* WORK INSTRUCTIONS:
A – Decide whether each statement below agrees with the book review. Answer yes or no for each, and quote the words from the review that settle it.
(i) The volume under review focuses on Muslims in Europe and the Middle East.
(ii) The reviewer judges the overall quality of the contributions to be unusually low.
(iii) Bjorn Olav Utvik is described as a senior Norwegian academic.
B – Carry on the review of the essay collection "Modernizing Islam" from its final sentence onward.

-- begin SOURCE DOCUMENT --

Sympathetic essays on ‘modernizing Islam’ illustrate realities of the carrot and the stick

Laila Juma

Modernizing Islam: Religion in the Public Sphere in Europe and the Middle East by John L. Esposito and Francios Burgat (editor). Pub: Hurst & Co., London, 2003. Pp: 278. Pbk: £16.50 / US$24.00.

In the modern, post-911 context, Western scholarship on Islam is recognised as constituting two distinct camps, which charectarise each other as the ‘neo-orientalists’ – those with a essentialist, monolithic and negative view of Islam – and the ‘apologists’, a term which is self-explanatory. This book is a collection of essays on ‘Modernizing Islam’, edited by two senior Western academics, John L. Esposito and Francois Burgat known for their sympathetic understanding of Islam, and attacked as ‘apologists’ by the neo-orientalists. As is usual with compilations of this kind, the quality of the contributions varies, though in this case the overall quality is unusually high; but a number of problems with the approach of many ‘sympathetic westerners’ do emerge, which need to be considered.

The volume opens with an introduction by Esposito which can be taken as a summary of the sympathetic approach. Esposito opens by highlighting the continued importance of Islam to large numbers of Muslims in the world. He also points out the wide variety of different understandings and practices of Islam within the Ummah, and that the Ummah itself consists of every imaginable sort of people living in very different circumstances in very different parts of the world (this volume focuses on Muslims in Europe and the Middle East). He then goes on to demonstrate that Islamists include many whose outlook is extremely forward-looking and modernist; who are essentially democratic in their outlook, having taken ‘modern’ norms of political organization and behaviour on board (while still maintaining their commitment to Islam); and therefore that not all Muslims should be judged by the actions of an extreme, violent fringe. His object is clearly to demonstrate that the neo-orientalist approach of regarding Islam as inherently backward, monolithic and irredeemable is wrong. He also points out some of the reasons Muslims have for dissatisfaction with the West-dominated social and political status quo, to establish that opposition to the West need not imply irrational fanaticism. He then goes on to discuss major themes illustrating these points, based largely on the essays which make up the main part of the book.

These are divided into three sections. The first, called ‘Issues and Trends in Global Re-Islamization’, has three of the most interesting papers in the book. These are ‘Veils and Obscruring Lenses’ by Francois Burgat, discussing perceptions of Islam in France, which is useful considering that much of the literature of this kind is US-centric. Burgat brings out both major parallels and interesting differences between the situations of Muslims in France and the US, reflecting perhaps France’s imperial history and the fact that most Muslims in France are poor north African immigrants rather than middle class Arabs or Asians.

Bjorn Olav Utvik, a senior Norwegian academic, has contributed a paper called ‘The Modernizing Force of Islamism’ in which he argues that, contrary to popular prejudice, Islamic movements generally have in fact very moden and realistic understandings of the world, are often modern in their own organizational structures and methods, and are forces for modernization in Muslim societies.

The final chapter of this section, by Esposito, is ‘Islam and Civil Society’, in which he discusses the relations between Islam and the emergence of civil society institutions in Muslim societies, arguing that it is natural, indeed inevitable, that civil society institutions in Muslim societies are going to be shaped by the Islamic values that dominate and shape the lives of the vast majority of Muslims. He also argues that this is in no way incompatible with processes of democratization in Muslim countries, provided understandings of Islam that are not closed and exclusive, and a plurality of perspectives is permitted to emerge. This issue of democracy is perhaps the single key one in the debate between the neo-conservatives and ‘apologists’, and is one in which Muslims often also get bogged down.

-- end SOURCE DOCUMENT --
-- begin RECORD SET --

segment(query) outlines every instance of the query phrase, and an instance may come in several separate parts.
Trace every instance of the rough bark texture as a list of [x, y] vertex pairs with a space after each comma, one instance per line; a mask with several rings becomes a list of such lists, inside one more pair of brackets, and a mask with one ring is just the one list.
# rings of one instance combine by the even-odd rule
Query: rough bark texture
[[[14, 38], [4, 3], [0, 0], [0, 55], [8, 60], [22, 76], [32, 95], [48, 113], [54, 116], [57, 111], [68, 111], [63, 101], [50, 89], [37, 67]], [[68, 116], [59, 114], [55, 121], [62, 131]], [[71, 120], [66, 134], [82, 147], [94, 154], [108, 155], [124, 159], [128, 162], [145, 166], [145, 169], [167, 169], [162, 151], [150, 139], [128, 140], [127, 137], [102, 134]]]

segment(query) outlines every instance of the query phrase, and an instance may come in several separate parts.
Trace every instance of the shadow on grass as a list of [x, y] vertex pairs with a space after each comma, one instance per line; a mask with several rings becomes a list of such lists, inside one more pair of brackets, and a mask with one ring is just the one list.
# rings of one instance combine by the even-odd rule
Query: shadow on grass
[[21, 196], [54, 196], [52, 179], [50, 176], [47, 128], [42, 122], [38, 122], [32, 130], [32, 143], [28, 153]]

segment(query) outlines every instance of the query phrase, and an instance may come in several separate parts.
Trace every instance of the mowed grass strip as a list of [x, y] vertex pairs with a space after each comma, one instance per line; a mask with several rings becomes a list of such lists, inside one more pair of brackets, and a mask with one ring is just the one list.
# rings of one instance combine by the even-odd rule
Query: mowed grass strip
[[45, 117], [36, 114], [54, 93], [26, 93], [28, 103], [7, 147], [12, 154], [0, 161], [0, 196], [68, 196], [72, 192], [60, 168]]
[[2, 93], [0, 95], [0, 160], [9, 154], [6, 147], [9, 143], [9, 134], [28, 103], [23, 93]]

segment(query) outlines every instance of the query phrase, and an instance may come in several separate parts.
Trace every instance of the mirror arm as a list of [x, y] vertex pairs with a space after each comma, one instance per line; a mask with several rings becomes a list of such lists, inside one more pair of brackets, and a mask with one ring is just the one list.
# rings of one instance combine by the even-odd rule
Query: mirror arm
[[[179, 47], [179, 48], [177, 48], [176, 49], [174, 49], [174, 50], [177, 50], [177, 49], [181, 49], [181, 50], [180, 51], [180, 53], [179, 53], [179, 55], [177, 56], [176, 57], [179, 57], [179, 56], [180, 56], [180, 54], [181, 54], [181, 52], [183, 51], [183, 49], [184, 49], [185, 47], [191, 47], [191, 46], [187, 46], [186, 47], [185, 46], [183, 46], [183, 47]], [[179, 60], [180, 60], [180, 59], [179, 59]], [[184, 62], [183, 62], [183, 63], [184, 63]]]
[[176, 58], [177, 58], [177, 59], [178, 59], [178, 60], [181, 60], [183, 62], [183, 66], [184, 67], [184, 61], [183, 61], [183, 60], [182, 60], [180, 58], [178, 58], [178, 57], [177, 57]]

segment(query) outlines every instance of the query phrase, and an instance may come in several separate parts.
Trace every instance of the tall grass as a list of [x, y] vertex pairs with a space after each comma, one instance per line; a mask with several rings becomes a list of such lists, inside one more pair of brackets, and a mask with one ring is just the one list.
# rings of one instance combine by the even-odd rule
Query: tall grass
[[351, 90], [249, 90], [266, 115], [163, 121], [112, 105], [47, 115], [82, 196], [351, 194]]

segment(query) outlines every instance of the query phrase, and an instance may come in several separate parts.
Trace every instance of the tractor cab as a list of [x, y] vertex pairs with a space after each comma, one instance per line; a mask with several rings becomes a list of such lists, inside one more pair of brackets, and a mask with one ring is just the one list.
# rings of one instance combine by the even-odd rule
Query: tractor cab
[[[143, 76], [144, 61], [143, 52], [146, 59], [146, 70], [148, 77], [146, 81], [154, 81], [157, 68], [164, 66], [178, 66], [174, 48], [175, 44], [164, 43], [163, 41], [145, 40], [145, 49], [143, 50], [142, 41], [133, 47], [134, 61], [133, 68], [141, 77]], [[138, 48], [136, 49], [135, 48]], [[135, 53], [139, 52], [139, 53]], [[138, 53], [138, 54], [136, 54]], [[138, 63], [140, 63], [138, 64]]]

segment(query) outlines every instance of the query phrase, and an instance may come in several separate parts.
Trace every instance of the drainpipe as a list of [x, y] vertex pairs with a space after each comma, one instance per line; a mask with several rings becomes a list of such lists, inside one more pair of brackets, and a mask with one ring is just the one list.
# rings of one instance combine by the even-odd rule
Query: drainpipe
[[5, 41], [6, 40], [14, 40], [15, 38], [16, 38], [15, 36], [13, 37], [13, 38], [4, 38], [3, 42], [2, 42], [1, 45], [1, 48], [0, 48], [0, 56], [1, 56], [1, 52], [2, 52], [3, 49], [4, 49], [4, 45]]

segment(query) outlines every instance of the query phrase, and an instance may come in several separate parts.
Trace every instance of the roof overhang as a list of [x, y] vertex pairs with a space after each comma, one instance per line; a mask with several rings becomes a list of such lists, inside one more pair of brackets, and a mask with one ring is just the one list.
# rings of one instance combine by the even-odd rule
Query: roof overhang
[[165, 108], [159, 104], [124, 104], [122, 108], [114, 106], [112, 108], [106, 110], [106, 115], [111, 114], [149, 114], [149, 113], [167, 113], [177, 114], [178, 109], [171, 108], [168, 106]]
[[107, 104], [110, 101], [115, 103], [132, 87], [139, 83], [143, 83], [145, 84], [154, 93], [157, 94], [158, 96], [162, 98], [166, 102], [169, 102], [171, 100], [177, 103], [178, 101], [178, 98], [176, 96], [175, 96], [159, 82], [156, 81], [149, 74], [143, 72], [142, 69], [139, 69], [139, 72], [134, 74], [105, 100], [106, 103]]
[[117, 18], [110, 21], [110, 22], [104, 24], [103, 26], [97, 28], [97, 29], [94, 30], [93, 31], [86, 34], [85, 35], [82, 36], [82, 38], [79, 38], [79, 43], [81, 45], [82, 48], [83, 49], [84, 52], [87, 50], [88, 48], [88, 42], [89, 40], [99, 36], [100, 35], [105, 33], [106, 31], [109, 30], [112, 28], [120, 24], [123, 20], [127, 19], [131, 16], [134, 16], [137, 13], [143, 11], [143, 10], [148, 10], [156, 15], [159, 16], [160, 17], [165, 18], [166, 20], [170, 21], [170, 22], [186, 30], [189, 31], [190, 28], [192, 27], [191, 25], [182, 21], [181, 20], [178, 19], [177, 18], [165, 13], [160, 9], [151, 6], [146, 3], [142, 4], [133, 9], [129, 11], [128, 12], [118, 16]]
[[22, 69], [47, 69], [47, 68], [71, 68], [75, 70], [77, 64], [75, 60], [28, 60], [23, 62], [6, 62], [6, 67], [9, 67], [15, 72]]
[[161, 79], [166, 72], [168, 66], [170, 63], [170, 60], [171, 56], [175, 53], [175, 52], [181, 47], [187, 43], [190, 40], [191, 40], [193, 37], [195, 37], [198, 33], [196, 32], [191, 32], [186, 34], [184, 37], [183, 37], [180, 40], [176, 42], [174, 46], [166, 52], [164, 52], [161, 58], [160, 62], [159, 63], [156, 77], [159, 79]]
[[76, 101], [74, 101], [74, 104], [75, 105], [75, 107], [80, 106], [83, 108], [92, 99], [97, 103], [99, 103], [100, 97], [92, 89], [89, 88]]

-- end RECORD SET --

* ANSWERS IN ORDER:
A –
(i) Yes: "this volume focuses on Muslims in Europe and the Middle East"
(ii) No: "in this case the overall quality is unusually high"
(iii) Yes: "Bjorn Olav Utvik, a senior Norwegian academic"

B –
The other two sections discuss ‘Re-Islamization in the Public Sphere’ and ‘Re-Islamization in Europe’. The first has thematic chapters discussing forms in which Islam is increasingly shaping public life in various spheres, including political discourse in Iran, law in Egypt, education, also in Egypt; and women’s Islamic activism generally. The final section discusses Islam and public life in European countries. The most substantial paper in this section, ‘The Holy Grail of Muslims in Western Europe: Representation and their Relationship with the State’, by Dilwar Hussain of the Islamic Foundation in Leicester, UK, is the only paper in the volume written by an Islamic activist rather than an academic (an Islamic academic, we should perhaps say, to be fair), and it makes interesting points although the approach would merit some critical analysis on another occasion.

All such works written by ‘sympathetic Westerners’ have a similar problem, however, which is evident in some of the papers in this volume as it is in most ‘apologetic’ writings. That is the assumption that the Islam can and should co-exist with the West as the West currently exists, with little acknowledgement that the reason for much of the conflict in the world is not that Islam refuses to co-exist with others, but that the West refuses to allow anyone else to co-exist with it. The assumption is that Islam and Muslims have to learn to accept the West, rather than vice versa. In this volume, the assumption is largely implicit, perhaps because the discussions are general and thematic; but it certainly appears strongly in other works by Esposito and Burgat.

However sympathetic they may appear to be, therefore, their ultimate object is the same: to persuade Muslims to accept their place in a West-dominated world order. The fact that they would try to make other westerners understand us somewhat better, and allow us more room to do our own thing in our cages, is therefore a limited consolation. The thing to remember is that when people argue over whether a a carrot or a stick would be more effective in achieving their objectives, they usually have more or less the same objectives.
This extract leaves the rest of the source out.